━━━━━ Zitierter Text

Viele Nachbeben erschüttern russische Halbinsel Kamtschatka – eine Tote in Japan bei Flucht vor Tsunami

Nach dem heftigen Beben der Stärke 8,8 vor der Halbinsel Kamtschatka im Osten Russlands kommt die Erde dort weiter nicht zur Ruhe. In der Nacht zum Donnerstag (Ortszeit) registrierten internationale Erdbebenwarten zahlreiche Nachbeben, viele mit einer Stärke von weit über 5 und in geringer Tiefe von nur etwa zehn Kilometern. Weitere Nachbeben könnten in den nächsten Wochen folgen.
Für Millionen Menschen im Pazifik-Raum galten zwischenzeitlich Tsunami-Warnungen, mancherorts wurde mit bis zu vier Meter hohen Wellen gerechnet. Die befürchtete Katastrophe blieb aus. Dennoch gab es auch einen Tag nach dem starken Beben noch nicht überall Entwarnung.
Selbst im Tausende Kilometer entfernten Pazifikstaat Neuseeland forderten die Behörden weiter zur Vorsicht in Küstennähe auf. Im Zuge des Bebens seien ungewöhnliche Wasserbewegungen und Strömungen beobachtet worden, teilte die nationale Katastrophenschutzbehörde Nema mit.
Und Tsunamis seien völlig anders als normale Wellen, warnte der für Notfallmanagement zuständige Minister Mark Mitchell. „Es besteht eine 90-prozentige Wahrscheinlichkeit, dass jemand stirbt, wenn er von einer Tsunamiwelle erfasst wird“, erklärte er.

━━━━━━━━━━

Zu erledigende Aufgaben
[1] Beantworte anhand des Textes über das Kamtschatka-Beben diese Fragen:
(a) Welche Stärke hatte das heftige Beben vor der Halbinsel?
(b) In welcher Tiefe ereigneten sich viele der Nachbeben?
(c) Wie heißt die nationale Katastrophenschutzbehörde Neuseelands?
[2] Gib den Abschnitt des Textes über das Kamtschatka-Beben zwischen „Nach dem heftigen“ und „nicht überall Entwarnung.“ einschließlich wortgetreu wieder.
[3] Entscheide für jede Aussage, ob sie mit dem Text über das Kamtschatka-Beben übereinstimmt, und belege dies mit einem wörtlichen Zitat:
(a) Die befürchtete Katastrophe trat ein.
(b) Mancherorts rechnete man mit bis zu vier Meter hohen Wellen.
(c) Einen Tag nach dem Beben war überall Entwarnung gegeben.
Die anschließende Auflistung ist eigenständiges Material und gehört nicht zum Text.

━━━━━ Entnommenes Material

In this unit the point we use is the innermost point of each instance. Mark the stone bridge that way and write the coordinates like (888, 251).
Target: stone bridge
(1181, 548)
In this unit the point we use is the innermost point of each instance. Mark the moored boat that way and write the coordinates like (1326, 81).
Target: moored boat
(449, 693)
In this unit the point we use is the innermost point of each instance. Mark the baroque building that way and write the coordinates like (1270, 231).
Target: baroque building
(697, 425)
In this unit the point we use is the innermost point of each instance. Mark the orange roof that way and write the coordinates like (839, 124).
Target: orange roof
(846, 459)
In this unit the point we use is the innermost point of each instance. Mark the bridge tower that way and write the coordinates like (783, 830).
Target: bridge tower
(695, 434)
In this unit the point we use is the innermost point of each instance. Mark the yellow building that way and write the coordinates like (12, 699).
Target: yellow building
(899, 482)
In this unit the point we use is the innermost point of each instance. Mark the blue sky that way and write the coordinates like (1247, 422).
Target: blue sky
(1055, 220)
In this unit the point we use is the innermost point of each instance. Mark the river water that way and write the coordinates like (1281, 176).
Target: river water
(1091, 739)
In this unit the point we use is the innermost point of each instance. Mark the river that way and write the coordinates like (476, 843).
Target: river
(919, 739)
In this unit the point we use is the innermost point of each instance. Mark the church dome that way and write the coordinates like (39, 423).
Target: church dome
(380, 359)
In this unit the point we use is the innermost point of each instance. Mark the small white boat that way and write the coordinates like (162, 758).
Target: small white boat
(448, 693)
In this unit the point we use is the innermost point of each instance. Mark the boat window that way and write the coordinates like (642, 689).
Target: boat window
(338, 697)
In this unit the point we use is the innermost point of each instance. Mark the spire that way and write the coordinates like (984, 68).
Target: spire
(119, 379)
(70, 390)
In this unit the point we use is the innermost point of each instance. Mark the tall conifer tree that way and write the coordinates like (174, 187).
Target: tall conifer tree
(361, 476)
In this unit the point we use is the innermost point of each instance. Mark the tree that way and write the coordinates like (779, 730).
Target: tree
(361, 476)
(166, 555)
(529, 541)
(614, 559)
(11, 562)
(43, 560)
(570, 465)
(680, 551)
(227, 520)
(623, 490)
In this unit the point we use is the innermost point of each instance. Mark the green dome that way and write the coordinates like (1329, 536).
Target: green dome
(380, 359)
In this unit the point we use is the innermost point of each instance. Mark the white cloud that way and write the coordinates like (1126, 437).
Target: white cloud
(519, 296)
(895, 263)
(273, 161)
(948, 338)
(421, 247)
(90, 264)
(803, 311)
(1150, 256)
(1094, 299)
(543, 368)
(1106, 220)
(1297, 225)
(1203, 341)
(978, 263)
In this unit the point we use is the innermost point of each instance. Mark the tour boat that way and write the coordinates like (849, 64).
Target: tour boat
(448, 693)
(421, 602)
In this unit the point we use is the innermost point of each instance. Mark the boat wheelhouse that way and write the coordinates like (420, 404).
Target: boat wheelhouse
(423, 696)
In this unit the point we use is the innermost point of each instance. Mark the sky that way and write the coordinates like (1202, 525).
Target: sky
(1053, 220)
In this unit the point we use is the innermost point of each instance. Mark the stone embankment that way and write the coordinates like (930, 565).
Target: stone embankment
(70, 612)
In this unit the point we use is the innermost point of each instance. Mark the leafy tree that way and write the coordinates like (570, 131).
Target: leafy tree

━━━━━━━━━━

Lösungen der Reihe
[1]
(a) 8,8
(b) In geringer Tiefe von nur etwa zehn Kilometern
(c) Nema

[2]
Nach dem heftigen Beben der Stärke 8,8 vor der Halbinsel Kamtschatka im Osten Russlands kommt die Erde dort weiter nicht zur Ruhe. In der Nacht zum Donnerstag (Ortszeit) registrierten internationale Erdbebenwarten zahlreiche Nachbeben, viele mit einer Stärke von weit über 5 und in geringer Tiefe von nur etwa zehn Kilometern. Weitere Nachbeben könnten in den nächsten Wochen folgen.
Für Millionen Menschen im Pazifik-Raum galten zwischenzeitlich Tsunami-Warnungen, mancherorts wurde mit bis zu vier Meter hohen Wellen gerechnet. Die befürchtete Katastrophe blieb aus. Dennoch gab es auch einen Tag nach dem starken Beben noch nicht überall Entwarnung.

[3]
(a) Nein: „Die befürchtete Katastrophe blieb aus.“
(b) Ja: „mancherorts wurde mit bis zu vier Meter hohen Wellen gerechnet“
(c) Nein: „Dennoch gab es auch einen Tag nach dem starken Beben noch nicht überall Entwarnung.“